● **Your goal**:
In the entries that follow, the lines from the one with "Put a point on every instance of the sandy" through the one with "Put a point on every instance of the clear" are the ones to write out, exactly and with both ends included. Nothing else should appear.

● **Input for this task**:
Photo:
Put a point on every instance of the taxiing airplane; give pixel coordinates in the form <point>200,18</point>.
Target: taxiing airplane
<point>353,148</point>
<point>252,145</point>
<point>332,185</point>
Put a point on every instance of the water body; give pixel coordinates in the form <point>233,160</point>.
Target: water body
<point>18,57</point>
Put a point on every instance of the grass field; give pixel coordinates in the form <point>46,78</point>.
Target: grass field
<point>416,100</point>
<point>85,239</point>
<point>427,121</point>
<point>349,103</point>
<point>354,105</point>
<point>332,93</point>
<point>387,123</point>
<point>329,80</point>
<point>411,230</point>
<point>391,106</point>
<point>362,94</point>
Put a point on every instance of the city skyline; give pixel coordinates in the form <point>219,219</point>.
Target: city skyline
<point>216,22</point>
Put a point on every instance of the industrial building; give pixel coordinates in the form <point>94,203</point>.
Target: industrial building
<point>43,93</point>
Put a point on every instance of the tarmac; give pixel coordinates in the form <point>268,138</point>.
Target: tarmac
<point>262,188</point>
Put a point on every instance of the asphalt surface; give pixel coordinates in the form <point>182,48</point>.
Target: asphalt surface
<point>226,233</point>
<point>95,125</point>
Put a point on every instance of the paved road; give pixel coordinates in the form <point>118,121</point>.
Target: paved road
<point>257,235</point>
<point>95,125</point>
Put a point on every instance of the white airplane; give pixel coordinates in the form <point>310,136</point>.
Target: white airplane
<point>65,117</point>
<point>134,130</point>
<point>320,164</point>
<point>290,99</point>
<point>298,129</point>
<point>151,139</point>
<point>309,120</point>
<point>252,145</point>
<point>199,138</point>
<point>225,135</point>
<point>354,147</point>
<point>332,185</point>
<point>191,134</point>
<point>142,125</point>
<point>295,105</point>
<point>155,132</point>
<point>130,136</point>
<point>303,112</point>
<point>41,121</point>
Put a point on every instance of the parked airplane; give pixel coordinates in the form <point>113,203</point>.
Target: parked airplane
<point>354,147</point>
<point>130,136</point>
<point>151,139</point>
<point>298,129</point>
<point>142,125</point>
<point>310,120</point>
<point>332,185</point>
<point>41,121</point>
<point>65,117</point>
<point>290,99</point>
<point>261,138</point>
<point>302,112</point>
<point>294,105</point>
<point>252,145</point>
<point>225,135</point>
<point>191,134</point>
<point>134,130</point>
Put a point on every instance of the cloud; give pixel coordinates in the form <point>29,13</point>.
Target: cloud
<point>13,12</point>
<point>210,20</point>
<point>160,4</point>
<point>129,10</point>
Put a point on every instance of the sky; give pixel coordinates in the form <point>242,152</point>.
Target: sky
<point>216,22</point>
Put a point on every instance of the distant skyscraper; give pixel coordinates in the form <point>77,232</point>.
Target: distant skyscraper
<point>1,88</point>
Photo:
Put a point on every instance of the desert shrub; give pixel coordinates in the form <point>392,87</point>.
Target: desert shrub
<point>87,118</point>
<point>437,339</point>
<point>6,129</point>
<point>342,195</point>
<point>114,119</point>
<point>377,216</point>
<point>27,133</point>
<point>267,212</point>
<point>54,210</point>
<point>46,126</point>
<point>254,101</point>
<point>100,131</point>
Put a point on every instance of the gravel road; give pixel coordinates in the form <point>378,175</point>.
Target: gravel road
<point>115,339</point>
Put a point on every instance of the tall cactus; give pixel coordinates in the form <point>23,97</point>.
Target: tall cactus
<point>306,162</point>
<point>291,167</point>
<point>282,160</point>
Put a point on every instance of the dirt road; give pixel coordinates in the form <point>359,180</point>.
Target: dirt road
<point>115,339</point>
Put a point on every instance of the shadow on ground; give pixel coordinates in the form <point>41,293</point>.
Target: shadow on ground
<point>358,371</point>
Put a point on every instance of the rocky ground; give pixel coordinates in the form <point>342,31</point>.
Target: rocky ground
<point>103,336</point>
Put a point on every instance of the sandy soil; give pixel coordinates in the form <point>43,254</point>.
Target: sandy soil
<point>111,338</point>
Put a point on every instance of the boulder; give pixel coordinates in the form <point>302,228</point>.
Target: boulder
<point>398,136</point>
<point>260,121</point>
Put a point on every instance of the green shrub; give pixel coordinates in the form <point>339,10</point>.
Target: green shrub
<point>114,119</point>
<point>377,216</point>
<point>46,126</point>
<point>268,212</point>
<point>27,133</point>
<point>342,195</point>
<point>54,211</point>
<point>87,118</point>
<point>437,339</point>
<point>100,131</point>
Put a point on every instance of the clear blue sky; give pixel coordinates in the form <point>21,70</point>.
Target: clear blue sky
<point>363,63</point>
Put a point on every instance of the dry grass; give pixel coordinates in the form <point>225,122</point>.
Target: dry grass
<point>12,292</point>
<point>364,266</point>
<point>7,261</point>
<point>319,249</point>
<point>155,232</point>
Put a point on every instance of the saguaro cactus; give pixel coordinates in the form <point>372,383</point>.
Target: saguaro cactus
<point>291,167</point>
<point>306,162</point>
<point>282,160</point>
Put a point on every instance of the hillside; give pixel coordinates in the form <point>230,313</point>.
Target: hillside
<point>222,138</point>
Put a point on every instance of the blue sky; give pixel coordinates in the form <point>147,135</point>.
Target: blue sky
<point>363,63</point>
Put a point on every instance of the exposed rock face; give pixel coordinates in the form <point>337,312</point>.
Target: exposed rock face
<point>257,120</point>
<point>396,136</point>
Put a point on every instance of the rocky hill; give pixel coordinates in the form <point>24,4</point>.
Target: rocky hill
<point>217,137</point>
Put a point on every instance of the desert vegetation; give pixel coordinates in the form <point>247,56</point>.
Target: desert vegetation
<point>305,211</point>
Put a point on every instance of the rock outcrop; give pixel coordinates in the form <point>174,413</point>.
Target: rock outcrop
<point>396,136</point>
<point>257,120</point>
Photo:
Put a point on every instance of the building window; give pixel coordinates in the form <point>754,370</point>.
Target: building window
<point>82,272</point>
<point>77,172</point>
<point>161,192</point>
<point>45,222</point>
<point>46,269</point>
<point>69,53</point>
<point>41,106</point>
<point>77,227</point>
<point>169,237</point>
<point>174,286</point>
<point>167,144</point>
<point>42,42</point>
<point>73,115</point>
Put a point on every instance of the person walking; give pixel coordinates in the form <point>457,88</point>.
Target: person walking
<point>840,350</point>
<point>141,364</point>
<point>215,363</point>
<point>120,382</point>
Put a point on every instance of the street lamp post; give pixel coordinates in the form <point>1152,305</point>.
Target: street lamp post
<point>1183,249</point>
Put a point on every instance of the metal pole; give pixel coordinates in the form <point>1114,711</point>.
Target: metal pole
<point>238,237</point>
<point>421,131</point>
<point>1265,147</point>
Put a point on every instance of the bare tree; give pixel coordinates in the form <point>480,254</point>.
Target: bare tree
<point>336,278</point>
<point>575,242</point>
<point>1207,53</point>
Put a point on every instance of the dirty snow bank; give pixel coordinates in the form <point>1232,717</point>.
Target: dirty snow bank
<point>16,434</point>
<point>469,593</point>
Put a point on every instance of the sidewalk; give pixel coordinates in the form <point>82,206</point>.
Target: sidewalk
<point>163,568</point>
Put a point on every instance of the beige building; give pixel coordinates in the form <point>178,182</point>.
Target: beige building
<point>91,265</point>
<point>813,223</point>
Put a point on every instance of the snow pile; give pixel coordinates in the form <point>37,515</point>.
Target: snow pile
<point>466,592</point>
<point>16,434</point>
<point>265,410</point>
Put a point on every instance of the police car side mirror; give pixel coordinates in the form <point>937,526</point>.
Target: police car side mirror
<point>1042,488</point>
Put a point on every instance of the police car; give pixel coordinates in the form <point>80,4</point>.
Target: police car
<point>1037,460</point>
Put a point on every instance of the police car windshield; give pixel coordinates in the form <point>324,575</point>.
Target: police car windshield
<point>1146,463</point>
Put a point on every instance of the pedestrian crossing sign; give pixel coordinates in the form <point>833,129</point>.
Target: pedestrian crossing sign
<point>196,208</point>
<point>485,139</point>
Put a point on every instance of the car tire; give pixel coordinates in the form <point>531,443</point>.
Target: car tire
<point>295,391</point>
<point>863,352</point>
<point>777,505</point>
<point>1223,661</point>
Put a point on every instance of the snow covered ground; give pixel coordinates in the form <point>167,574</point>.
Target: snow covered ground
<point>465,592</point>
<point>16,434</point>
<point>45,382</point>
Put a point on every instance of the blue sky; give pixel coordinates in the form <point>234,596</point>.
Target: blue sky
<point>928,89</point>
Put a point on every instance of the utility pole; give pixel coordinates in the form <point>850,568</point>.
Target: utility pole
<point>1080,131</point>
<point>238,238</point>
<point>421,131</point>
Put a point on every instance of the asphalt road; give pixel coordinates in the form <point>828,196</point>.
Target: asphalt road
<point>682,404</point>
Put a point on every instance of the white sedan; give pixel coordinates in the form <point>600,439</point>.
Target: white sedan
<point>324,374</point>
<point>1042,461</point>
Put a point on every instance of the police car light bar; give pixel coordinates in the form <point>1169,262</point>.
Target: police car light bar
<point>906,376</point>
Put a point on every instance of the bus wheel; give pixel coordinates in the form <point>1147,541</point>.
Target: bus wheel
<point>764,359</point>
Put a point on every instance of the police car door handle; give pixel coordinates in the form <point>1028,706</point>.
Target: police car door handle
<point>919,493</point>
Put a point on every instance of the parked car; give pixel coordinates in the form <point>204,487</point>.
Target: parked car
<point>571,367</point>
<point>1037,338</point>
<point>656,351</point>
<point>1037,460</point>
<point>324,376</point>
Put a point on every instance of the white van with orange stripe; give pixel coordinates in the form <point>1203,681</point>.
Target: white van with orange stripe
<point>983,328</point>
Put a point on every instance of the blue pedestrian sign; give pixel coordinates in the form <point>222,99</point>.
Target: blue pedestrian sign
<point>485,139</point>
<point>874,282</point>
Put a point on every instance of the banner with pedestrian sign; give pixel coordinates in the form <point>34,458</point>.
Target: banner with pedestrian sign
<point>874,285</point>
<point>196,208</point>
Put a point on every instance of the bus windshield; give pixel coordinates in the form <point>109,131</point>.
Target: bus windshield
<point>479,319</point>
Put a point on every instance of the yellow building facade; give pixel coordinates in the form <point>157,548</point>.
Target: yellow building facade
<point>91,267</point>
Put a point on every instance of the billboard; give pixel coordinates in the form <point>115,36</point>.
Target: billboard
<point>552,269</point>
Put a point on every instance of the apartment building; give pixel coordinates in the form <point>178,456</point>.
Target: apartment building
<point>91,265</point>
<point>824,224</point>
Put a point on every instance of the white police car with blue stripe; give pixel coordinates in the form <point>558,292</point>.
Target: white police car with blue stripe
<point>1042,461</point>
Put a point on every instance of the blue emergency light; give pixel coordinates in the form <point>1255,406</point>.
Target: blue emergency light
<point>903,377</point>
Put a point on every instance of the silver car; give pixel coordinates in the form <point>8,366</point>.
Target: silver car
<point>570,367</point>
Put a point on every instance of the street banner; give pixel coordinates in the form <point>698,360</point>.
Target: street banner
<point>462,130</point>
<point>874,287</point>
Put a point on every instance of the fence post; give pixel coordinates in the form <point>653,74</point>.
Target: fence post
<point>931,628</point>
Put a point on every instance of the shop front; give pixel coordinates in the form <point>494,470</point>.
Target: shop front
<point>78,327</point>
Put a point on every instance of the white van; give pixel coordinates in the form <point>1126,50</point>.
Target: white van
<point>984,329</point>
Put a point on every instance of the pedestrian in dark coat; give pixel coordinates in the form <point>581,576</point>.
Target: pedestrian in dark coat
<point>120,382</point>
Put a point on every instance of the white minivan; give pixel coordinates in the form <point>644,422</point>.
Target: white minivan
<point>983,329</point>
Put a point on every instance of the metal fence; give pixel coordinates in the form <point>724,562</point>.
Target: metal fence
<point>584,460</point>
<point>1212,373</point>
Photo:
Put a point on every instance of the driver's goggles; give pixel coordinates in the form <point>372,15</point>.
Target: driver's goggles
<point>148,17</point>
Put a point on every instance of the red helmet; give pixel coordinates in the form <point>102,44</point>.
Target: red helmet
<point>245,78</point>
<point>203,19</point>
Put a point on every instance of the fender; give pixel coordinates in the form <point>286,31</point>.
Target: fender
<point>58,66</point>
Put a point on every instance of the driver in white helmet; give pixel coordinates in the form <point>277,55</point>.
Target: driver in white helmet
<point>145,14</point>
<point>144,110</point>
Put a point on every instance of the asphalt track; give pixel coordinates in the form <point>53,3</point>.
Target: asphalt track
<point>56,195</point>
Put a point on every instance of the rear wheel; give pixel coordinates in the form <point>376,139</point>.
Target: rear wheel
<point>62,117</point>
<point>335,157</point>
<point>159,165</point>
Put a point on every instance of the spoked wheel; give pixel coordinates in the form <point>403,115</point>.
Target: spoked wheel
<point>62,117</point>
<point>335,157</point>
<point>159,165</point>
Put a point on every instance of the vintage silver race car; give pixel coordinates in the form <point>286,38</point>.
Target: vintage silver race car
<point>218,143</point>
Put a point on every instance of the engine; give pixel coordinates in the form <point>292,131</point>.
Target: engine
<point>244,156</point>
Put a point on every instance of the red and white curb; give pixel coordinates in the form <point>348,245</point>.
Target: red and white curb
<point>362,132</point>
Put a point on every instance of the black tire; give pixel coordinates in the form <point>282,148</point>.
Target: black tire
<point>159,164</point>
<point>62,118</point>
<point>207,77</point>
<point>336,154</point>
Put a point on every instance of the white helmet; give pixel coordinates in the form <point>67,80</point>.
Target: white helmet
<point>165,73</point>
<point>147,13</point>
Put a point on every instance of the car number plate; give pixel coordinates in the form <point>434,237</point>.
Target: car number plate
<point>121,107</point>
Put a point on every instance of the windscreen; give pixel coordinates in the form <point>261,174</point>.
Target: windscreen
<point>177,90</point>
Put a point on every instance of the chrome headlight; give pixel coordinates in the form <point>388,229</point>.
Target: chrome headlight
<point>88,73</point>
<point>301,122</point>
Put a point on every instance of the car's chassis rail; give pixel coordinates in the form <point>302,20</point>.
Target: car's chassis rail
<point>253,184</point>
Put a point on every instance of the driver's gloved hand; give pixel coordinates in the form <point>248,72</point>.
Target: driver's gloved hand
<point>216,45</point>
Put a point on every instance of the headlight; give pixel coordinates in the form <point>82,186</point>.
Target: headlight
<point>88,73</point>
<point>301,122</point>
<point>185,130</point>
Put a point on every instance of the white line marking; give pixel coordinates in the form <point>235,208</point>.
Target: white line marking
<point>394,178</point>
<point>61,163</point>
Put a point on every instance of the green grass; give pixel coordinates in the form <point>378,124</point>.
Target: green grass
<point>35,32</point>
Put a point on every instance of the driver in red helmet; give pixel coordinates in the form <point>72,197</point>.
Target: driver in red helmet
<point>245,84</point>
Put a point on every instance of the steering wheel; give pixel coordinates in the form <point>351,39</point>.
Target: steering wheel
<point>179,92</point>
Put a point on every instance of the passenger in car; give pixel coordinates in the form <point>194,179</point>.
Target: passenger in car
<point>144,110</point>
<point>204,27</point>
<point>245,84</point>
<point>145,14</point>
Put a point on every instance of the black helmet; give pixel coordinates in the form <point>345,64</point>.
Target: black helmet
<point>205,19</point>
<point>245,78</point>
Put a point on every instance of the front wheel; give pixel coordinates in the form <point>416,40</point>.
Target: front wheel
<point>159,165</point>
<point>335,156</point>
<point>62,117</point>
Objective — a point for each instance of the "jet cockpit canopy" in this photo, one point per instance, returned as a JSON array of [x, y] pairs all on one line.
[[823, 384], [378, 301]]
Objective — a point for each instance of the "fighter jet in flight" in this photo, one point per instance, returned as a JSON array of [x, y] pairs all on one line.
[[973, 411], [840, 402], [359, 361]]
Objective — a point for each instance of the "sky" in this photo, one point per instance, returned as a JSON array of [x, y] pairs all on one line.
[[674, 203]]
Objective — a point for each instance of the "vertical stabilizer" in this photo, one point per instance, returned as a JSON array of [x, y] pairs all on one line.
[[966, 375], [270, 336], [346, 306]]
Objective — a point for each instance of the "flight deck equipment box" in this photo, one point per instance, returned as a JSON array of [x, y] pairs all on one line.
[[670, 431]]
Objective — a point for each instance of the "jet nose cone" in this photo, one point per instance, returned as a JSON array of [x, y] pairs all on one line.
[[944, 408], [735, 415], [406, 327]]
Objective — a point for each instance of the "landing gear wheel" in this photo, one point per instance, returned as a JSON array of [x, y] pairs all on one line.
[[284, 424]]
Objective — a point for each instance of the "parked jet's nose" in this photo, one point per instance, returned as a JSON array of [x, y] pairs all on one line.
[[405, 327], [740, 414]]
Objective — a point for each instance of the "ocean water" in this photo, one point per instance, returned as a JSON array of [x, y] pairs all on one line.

● **Answer box**:
Put a point on every instance of the sandy soil; give pixel coordinates in the form <point>43,254</point>.
Target: sandy soil
<point>111,338</point>
Put a point on every instance of the boulder; give pixel coordinates in the form <point>302,228</point>.
Target: boulder
<point>398,136</point>
<point>260,121</point>
Put a point on every instance of the green shrub; give pixel coordinates in the form <point>339,10</point>.
Target: green shrub
<point>114,119</point>
<point>377,216</point>
<point>46,126</point>
<point>268,212</point>
<point>27,133</point>
<point>342,195</point>
<point>54,211</point>
<point>87,118</point>
<point>437,339</point>
<point>100,131</point>
Put a point on every instance of the clear blue sky; give pixel coordinates in the form <point>21,70</point>.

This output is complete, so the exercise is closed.